Texte à lire »
────────────────
Relation avec Philae
Philae était un centre religieux et politique de la région depuis la fin de la période de l'Égypte ancienne, lorsque Nectanébo Ier (379-361 av. J.-C.) construisit un temple à Hathor qui continua à être rénové sous les pharaons ultérieurs. Le destin de cette ville était souvent lié à celui de la frontière fluctuante de la Basse-Nubie et de la Haute-Égypte en raison de son emplacement, et elle fut souvent utilisée comme point de liaison entre la Basse-Nubie et la Haute-Égypte et comme lieu de rencontre pour les dirigeants de l'Égypte et de la Nubie. C'était la ligne de démarcation symbolique entre l'Égypte et la Dodécaschène aux périodes ptolémaïque et romaine.
────────────────
Extraits des données »
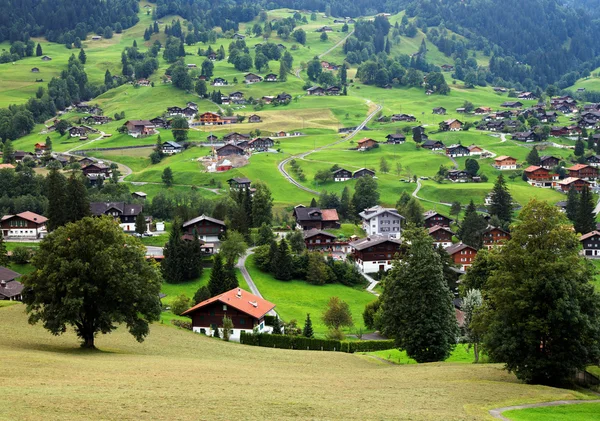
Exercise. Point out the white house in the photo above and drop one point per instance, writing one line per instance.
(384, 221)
────────────────
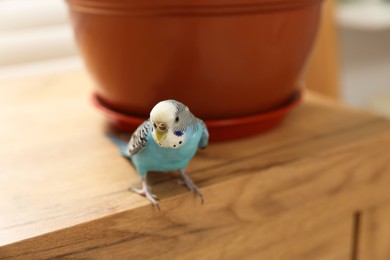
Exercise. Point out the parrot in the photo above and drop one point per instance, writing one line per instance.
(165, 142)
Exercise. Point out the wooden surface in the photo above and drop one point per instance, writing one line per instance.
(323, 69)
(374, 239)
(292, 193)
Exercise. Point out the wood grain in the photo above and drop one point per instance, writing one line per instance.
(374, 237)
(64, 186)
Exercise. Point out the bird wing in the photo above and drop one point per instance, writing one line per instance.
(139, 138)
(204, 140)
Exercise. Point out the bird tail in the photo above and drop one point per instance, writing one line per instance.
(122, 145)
────────────────
Consignes »
1. D'après le texte sur Philae, quel souverain fit construire un temple à Hathor ?
2. Dans le texte sur Philae, reprenez le passage commençant par « Relation avec Philae » et allant jusqu'à « ptolémaïque et romaine. », en remplaçant « Hathor » par « Isis ».

Réponses successives »
1. Nectanébo Ier (379-361 av. J.-C.).

2.
Relation avec Philae
Philae était un centre religieux et politique de la région depuis la fin de la période de l'Égypte ancienne, lorsque Nectanébo Ier (379-361 av. J.-C.) construisit un temple à Isis qui continua à être rénové sous les pharaons ultérieurs. Le destin de cette ville était souvent lié à celui de la frontière fluctuante de la Basse-Nubie et de la Haute-Égypte en raison de son emplacement, et elle fut souvent utilisée comme point de liaison entre la Basse-Nubie et la Haute-Égypte et comme lieu de rencontre pour les dirigeants de l'Égypte et de la Nubie. C'était la ligne de démarcation symbolique entre l'Égypte et la Dodécaschène aux périodes ptolémaïque et romaine.